HOW TO COMPLETE THIS TASK:
Go through the data below line by line and count those containing the word "tire". Reply with the count only.

DATA FOR THIS TASK Start Marker

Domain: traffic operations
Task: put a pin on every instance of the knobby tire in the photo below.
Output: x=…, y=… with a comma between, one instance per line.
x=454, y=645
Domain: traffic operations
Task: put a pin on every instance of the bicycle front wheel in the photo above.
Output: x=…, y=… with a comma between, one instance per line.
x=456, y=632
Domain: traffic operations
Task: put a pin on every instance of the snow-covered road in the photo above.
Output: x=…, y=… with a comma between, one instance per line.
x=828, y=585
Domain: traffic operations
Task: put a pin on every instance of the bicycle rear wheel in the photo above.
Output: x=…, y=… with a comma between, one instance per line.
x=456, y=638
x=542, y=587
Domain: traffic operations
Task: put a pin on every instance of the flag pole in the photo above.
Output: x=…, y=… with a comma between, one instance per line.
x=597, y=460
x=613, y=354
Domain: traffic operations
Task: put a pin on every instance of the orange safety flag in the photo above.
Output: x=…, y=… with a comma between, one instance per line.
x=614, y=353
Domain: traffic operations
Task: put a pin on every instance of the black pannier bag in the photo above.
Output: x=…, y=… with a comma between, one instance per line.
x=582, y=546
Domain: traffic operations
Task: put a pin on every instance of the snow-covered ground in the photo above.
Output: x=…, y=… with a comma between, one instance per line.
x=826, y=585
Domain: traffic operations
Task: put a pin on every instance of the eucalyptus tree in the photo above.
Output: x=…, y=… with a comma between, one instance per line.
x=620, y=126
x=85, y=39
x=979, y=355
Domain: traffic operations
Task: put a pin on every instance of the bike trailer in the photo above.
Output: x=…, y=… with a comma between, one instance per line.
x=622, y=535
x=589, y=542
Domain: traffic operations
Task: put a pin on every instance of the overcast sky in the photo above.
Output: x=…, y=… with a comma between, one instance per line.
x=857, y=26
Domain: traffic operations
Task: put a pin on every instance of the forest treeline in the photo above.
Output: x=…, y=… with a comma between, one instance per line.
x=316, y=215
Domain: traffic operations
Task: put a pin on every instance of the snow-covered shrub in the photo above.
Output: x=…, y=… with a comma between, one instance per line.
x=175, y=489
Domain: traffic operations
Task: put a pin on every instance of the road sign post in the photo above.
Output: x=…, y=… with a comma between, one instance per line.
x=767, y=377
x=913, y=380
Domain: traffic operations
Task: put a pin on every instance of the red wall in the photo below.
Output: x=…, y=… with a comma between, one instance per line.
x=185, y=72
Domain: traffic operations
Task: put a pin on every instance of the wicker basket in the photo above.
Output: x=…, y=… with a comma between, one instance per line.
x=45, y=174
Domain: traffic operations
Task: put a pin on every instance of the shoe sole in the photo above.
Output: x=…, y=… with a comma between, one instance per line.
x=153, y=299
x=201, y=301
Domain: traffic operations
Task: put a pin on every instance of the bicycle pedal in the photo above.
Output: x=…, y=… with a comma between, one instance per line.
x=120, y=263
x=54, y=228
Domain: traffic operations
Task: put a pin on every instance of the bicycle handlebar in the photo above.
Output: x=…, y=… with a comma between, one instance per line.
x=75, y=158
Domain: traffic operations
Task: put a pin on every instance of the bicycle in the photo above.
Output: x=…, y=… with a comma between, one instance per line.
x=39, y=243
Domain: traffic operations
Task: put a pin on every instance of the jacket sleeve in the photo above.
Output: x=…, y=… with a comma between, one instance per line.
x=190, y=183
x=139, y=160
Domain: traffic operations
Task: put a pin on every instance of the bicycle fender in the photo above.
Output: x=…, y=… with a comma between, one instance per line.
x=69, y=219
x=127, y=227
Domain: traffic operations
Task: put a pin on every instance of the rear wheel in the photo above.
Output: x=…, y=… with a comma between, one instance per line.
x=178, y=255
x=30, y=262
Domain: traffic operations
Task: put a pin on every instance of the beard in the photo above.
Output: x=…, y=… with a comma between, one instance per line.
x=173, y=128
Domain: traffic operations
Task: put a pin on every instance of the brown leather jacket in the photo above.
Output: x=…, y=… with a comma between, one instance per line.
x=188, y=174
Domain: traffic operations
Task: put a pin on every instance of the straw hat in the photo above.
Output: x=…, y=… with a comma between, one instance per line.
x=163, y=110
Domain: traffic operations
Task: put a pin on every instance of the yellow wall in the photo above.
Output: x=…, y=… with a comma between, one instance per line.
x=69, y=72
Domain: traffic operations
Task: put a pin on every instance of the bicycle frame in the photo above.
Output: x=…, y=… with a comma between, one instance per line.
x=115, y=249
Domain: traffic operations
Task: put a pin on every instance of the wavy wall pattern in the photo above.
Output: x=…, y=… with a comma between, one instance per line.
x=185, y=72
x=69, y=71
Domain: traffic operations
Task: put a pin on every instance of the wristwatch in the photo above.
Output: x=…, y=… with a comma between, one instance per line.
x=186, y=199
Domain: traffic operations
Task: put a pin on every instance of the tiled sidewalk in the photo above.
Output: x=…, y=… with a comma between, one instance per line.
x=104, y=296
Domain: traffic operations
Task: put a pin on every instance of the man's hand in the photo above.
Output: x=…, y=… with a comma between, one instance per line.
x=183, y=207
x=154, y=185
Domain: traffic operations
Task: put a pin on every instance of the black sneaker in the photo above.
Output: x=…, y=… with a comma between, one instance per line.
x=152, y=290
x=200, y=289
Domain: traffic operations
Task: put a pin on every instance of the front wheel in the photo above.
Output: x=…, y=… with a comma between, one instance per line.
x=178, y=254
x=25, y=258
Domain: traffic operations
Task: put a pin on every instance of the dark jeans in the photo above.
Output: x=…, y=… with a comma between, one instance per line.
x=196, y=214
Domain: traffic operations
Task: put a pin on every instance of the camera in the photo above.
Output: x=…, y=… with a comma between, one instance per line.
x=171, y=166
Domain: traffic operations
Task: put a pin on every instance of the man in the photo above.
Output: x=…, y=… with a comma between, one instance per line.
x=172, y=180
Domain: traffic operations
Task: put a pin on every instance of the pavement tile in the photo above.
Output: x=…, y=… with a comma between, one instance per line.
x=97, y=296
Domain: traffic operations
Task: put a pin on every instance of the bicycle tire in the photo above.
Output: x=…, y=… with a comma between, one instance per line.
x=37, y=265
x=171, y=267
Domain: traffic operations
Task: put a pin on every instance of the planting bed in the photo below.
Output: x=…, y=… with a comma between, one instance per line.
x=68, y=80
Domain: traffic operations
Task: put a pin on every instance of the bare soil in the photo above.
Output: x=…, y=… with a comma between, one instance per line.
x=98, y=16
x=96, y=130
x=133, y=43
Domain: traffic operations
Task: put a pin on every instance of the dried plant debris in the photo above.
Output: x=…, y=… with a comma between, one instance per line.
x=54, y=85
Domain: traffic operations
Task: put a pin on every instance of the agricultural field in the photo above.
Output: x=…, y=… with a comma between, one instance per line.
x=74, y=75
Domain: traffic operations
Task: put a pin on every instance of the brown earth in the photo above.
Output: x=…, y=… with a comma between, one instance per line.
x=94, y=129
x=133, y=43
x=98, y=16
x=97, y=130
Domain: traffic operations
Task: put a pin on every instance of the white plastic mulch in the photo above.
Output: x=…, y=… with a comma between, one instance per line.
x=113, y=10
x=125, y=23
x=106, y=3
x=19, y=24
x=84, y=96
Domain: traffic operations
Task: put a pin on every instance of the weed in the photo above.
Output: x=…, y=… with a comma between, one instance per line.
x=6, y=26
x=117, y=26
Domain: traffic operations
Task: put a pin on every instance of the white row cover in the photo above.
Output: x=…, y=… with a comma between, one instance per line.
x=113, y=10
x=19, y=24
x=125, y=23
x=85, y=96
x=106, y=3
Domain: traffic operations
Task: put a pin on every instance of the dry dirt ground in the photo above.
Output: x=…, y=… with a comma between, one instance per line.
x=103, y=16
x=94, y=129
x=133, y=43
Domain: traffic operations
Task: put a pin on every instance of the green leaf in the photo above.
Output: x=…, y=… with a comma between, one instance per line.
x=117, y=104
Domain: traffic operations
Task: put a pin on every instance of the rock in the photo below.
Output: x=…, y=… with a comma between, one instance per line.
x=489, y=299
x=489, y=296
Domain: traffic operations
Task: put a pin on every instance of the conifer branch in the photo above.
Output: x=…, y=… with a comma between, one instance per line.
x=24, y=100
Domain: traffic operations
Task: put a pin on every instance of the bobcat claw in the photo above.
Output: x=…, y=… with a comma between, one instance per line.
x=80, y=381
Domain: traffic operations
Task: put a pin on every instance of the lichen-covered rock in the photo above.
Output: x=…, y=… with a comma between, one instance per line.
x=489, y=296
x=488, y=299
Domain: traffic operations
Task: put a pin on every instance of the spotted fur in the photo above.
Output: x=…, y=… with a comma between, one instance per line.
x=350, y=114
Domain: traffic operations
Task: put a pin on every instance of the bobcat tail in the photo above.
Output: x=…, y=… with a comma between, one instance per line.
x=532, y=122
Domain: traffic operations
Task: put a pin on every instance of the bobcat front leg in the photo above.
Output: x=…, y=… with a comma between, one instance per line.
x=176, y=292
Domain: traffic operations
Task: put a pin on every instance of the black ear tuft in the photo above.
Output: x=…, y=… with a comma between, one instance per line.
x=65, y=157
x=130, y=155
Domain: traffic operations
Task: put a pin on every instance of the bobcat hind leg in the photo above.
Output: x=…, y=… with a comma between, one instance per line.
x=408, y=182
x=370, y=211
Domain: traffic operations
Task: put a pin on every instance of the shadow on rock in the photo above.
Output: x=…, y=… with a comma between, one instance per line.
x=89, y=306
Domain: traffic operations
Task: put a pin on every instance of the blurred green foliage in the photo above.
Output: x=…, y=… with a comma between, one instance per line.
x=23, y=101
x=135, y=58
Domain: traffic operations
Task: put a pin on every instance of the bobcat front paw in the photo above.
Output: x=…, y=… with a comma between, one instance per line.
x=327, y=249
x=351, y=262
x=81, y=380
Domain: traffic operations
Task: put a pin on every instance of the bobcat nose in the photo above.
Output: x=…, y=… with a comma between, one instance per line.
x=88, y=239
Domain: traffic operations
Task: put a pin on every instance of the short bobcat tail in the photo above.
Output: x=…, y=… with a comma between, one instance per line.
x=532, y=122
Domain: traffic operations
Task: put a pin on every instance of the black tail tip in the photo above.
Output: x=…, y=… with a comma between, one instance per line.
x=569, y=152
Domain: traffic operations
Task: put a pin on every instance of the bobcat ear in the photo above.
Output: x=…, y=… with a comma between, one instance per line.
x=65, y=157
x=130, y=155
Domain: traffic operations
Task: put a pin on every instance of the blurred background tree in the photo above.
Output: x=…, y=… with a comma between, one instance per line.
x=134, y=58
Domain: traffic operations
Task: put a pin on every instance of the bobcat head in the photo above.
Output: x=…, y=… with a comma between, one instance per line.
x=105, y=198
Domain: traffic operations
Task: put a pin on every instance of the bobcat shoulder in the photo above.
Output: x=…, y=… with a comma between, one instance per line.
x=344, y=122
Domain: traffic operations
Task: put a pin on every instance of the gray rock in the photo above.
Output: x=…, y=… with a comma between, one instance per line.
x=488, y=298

DATA FOR THIS TASK End Marker

OUTPUT FOR THIS EXERCISE:
2